(DATA Opens)

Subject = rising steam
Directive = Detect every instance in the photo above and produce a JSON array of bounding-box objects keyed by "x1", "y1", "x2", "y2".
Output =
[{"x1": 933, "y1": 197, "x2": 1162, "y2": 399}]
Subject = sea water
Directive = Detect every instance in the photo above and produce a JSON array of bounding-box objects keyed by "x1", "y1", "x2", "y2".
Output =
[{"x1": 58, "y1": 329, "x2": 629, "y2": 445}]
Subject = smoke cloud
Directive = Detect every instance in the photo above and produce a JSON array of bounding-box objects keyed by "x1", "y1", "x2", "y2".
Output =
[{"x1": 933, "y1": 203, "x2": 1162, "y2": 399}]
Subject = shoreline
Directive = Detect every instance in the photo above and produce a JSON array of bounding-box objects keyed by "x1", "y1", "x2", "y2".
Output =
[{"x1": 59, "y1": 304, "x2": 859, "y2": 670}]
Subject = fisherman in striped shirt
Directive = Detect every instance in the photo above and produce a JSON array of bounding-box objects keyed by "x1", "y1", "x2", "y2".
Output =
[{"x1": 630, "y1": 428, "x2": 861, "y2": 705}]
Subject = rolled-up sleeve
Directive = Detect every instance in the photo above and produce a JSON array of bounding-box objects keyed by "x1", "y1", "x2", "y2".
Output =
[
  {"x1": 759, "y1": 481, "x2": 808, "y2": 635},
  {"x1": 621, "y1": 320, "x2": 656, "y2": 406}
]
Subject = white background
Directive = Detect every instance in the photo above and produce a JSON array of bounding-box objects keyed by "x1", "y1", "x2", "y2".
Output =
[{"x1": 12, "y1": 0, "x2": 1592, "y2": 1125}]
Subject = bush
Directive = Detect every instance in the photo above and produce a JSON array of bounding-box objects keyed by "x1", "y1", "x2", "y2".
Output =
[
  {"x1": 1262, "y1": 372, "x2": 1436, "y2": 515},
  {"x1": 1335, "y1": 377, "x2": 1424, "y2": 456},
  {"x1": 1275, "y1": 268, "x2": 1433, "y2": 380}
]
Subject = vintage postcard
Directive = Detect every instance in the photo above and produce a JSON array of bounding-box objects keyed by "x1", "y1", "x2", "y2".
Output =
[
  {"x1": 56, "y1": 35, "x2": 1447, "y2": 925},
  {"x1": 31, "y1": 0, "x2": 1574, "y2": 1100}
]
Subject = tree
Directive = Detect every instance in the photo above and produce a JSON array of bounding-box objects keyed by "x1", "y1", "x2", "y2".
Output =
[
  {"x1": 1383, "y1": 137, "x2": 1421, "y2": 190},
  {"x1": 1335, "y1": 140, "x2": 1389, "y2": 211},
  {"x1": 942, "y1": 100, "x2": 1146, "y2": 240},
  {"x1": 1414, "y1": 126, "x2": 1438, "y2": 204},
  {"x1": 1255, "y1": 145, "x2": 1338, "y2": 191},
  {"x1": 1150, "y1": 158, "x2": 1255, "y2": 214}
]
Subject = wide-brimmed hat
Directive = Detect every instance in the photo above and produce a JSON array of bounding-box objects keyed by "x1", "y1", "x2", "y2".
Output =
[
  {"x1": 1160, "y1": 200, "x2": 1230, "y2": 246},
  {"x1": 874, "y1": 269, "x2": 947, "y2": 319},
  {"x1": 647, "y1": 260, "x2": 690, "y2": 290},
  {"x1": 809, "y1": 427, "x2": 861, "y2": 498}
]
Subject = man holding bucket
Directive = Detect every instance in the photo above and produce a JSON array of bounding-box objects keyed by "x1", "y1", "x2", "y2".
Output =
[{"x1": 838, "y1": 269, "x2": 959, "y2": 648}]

(DATA Closes)

Exactly as shown, give every record again.

Subject = rising steam
Directive = Detect every instance in the photo above and produce a JSON array of bounding-box objects keyed by "x1", "y1", "x2", "y2".
Output =
[{"x1": 933, "y1": 197, "x2": 1162, "y2": 399}]
Subject = sea water
Directive = Detect every instance in the photo above and produce a JSON array of bounding-box objects keyed by "x1", "y1", "x2", "y2".
Output =
[{"x1": 58, "y1": 329, "x2": 629, "y2": 445}]
Subject = smoke cloud
Directive = Detect every instance in the photo above and produce a JSON array of bounding-box objects keyed by "x1", "y1", "x2", "y2".
Output =
[{"x1": 933, "y1": 203, "x2": 1162, "y2": 399}]
Subject = shoreline
Directive = Detect every instance in the photo above and produce a JSON array of bounding-box objects keyed by "x1", "y1", "x2", "y2".
Output =
[{"x1": 59, "y1": 304, "x2": 859, "y2": 670}]
Subject = fisherman in striped shirt
Directive = Detect every instance in the photo above and produce a JSON array of bounding-box objects keyed by "x1", "y1", "x2", "y2".
Output =
[{"x1": 630, "y1": 428, "x2": 861, "y2": 705}]
Subject = rolled-up sleeve
Directive = Detect every instance in the photo above and produce a JSON array of bounding-box objects keyed by "x1", "y1", "x2", "y2".
Output =
[
  {"x1": 759, "y1": 481, "x2": 808, "y2": 635},
  {"x1": 621, "y1": 320, "x2": 656, "y2": 406}
]
Subject = white background
Directive = Detect every instance in the photo above and produce a JSON array of bounding-box objects keyed by "x1", "y1", "x2", "y2".
Output =
[{"x1": 12, "y1": 0, "x2": 1592, "y2": 1125}]
Subject = bush
Directive = Detect every instance in the photo above and produce a JSON array of bounding-box objects keyed by "x1", "y1", "x2", "y2".
Output =
[
  {"x1": 1262, "y1": 372, "x2": 1436, "y2": 515},
  {"x1": 1335, "y1": 377, "x2": 1424, "y2": 456},
  {"x1": 1275, "y1": 268, "x2": 1433, "y2": 380}
]
Subject = vintage postcard
Directive = Detect every instance in the photo above and produce a JSON array of bounding-box objects keyed by "x1", "y1", "x2", "y2".
Output =
[
  {"x1": 56, "y1": 35, "x2": 1447, "y2": 925},
  {"x1": 31, "y1": 0, "x2": 1574, "y2": 1100}
]
Subject = tree
Directive = Detect every instance in the photo above and produce a JSON array of bounding-box objects keyed by "x1", "y1", "x2", "y2".
Output =
[
  {"x1": 1383, "y1": 137, "x2": 1421, "y2": 190},
  {"x1": 1335, "y1": 140, "x2": 1389, "y2": 211},
  {"x1": 942, "y1": 100, "x2": 1146, "y2": 240},
  {"x1": 1414, "y1": 126, "x2": 1438, "y2": 204},
  {"x1": 1255, "y1": 145, "x2": 1338, "y2": 191},
  {"x1": 1150, "y1": 158, "x2": 1255, "y2": 214}
]
Subject = wide-brimmed hat
Directive = Detect every instance in the photo above and produce a JSON array of bounding-box objects keyed by "x1", "y1", "x2", "y2".
Output =
[
  {"x1": 1160, "y1": 200, "x2": 1230, "y2": 246},
  {"x1": 874, "y1": 269, "x2": 947, "y2": 319},
  {"x1": 647, "y1": 260, "x2": 690, "y2": 290},
  {"x1": 809, "y1": 427, "x2": 861, "y2": 498}
]
Subject = man holding bucket
Directive = Detect every instance in the photo above and produce a JSON array of bounding-box objects keyed by "x1", "y1", "x2", "y2".
Output =
[{"x1": 838, "y1": 269, "x2": 959, "y2": 648}]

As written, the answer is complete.